▶ _Soal Tertulis A_
Dari artikel tentang perahu hibah untuk nelayan di bawah, sebutkan semua daerah yang kelompok usaha bersamanya direncanakan menerima perahu tersebut.

Perahu Hibah Tidak Sesuai Spesifikasi

ISTIMEWA
ISTIMEWA

JABARTODAY.COM – BANDUNG

Sebagai negara maritim, sebenarnya, negara ini memiliki kekayaan laut yang luar biasa. Melihat kondisi itu, idealnya, kalangan nelayan di tanah air, termasuk Jawa Barat, berada dalam kondisi kehidupan yang sejahtera. Namun, yang terjadi justru sebaliknya. Mayoritas nelayan di Jabar masih memerlukan dukungan.
 
Untuk mendukung para nelayan, Pemerintah Provinsi Jawa Barat melalui Dinas Kelautan dan Perikanan menggulirkan program bantuan hibah. Bentuknya, berupa perahu nelayan berbobot 30 gross ton, rencananya, perahu-perahu itu bagi kelompok usaha bersama (KUB) di Sukabumi, Indramayu, Cirebon, Karawang, dan Subang.
 
Wakil Sekretaris Jenderal Himpunan Nelayan Seluruh Indonesia Jabar Nurudi, di Sekretariat Kamar Dagang dan Industri Jabar, Senin (3/3/2014), mengatakan, sebenarnya, program bantuan seperti itu juga terjadi beberapa tahun sebelumnya.
 
Akan tetapi, ungkap dia, pemanfaatan kapal-kapal bantuan itu tidak optimal. Pasalnya, jelas pria asal Subang tersebut, spesifikasi kapal-kapal itu tidak sesuai dengan kapal-kapal yang biasa digunakan kalangan nelayan Jabar. “Ada informasi, kapal bantuan beberapa tahun lalu, mengalami kebocoran,” ucap Nurudi.
 
Bahkan, sambungnya, karena tidak sesuai spesifikasi, ada pula nelayan yang mengembalikan kapal-kapal itu kepada Dinas Kelautan dan Perikanan. Pengembalian itu karena, jelasnya, spesifikasinya tidak sesuai kebutuhan.
 
Selain itu, mayoritas, para nelayan melakukan pola kerjasama dengan pemodal besar dalam pemanfaatan kapal-kapal tersebut dan berpola bagi hasil . Akan tetapi, pola itu tidak menguntungkan para nelayan. Itu karena, para nelayan memperolah bagian yang kecil dalam pola bagi hasil tersebut.
 
Di tempat yang sama, Wakil Ketua Kadin Jabar Bidang Kelautan, Perikanan, dan Lingkungan Hidup Sugih Wiramikarta membenarkan adanya bantuan kapal tersebut. “Jumlahnya 17 unit. Nilai totalnya sekitar 25 miliar,” beber Sugih.
 
Sugih mengatakan, ada hal yang membuat pihaknya terkejut. “Kami memperoleh informasi bahwa besok (Selasa), berlangsung pelelangan. Padahal, saat audiensi dengan Dinas Kelautan, hal itu tidak ada informasinya,” ujar Sugih.

▶ _Soal Tertulis B_
Susun daftar di bawah sebagai CSV dua kolom bernama instruksi dan jawaban, hanya dari awal daftar sampai dengan baris yang memuat "left=736, top=407, right=806, bottom=476" (baris itu ikut disertakan), dengan satu baris untuk setiap instruksi. Masukkan teks instruksi dan jawabannya masing-masing ke dalam satu field berkutip, dan ganti setiap jeda baris dengan spasi.

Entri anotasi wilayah
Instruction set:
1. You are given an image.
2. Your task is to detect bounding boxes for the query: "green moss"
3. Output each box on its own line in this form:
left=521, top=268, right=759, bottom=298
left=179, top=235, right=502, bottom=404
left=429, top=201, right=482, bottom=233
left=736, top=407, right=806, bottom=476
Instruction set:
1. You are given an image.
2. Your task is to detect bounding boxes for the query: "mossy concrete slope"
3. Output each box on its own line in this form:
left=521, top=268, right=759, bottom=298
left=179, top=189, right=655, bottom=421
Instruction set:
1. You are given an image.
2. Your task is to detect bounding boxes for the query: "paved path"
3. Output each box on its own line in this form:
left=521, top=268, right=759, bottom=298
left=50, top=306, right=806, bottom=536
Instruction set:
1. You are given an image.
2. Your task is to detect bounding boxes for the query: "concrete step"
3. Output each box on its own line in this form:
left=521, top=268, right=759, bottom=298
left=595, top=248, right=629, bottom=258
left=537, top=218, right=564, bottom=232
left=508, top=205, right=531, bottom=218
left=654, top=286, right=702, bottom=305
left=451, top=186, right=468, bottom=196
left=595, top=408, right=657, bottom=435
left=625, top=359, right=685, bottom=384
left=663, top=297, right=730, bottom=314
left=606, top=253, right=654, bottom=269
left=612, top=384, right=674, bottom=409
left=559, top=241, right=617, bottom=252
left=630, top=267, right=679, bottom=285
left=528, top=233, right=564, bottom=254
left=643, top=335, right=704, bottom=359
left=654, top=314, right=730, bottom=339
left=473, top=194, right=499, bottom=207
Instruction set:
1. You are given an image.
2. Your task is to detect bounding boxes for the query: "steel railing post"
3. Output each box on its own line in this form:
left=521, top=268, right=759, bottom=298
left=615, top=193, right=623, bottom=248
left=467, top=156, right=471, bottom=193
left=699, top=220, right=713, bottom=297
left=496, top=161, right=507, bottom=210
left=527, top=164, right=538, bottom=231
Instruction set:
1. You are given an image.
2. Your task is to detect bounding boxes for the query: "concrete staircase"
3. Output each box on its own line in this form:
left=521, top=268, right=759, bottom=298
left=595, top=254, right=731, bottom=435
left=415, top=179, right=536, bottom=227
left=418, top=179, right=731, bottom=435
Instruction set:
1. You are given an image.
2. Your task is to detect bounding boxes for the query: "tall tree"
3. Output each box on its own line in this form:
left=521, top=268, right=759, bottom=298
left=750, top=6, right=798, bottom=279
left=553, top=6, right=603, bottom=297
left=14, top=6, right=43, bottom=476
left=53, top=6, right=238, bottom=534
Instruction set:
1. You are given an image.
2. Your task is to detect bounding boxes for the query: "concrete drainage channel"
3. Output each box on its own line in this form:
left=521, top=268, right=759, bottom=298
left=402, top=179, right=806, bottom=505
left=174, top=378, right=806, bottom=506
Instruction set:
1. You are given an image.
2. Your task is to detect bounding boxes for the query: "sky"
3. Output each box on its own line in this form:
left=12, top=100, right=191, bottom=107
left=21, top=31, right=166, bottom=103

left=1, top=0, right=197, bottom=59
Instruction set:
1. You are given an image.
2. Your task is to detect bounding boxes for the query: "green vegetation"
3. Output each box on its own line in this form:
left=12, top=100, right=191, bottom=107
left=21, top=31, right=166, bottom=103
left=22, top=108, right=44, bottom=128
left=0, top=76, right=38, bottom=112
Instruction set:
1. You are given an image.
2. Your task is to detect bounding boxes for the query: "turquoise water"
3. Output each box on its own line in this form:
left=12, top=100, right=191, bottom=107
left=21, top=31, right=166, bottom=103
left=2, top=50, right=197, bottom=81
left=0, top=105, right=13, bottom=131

▶ _Jawaban Tertulis A_
Sukabumi, Indramayu, Cirebon, Karawang, dan Subang.

▶ _Jawaban Tertulis B_
instruksi,jawaban
"Instruction set: 1. You are given an image. 2. Your task is to detect bounding boxes for the query: ""green moss"" 3. Output each box on its own line in this form: left=521, top=268, right=759, bottom=298","left=179, top=235, right=502, bottom=404 left=429, top=201, right=482, bottom=233 left=736, top=407, right=806, bottom=476"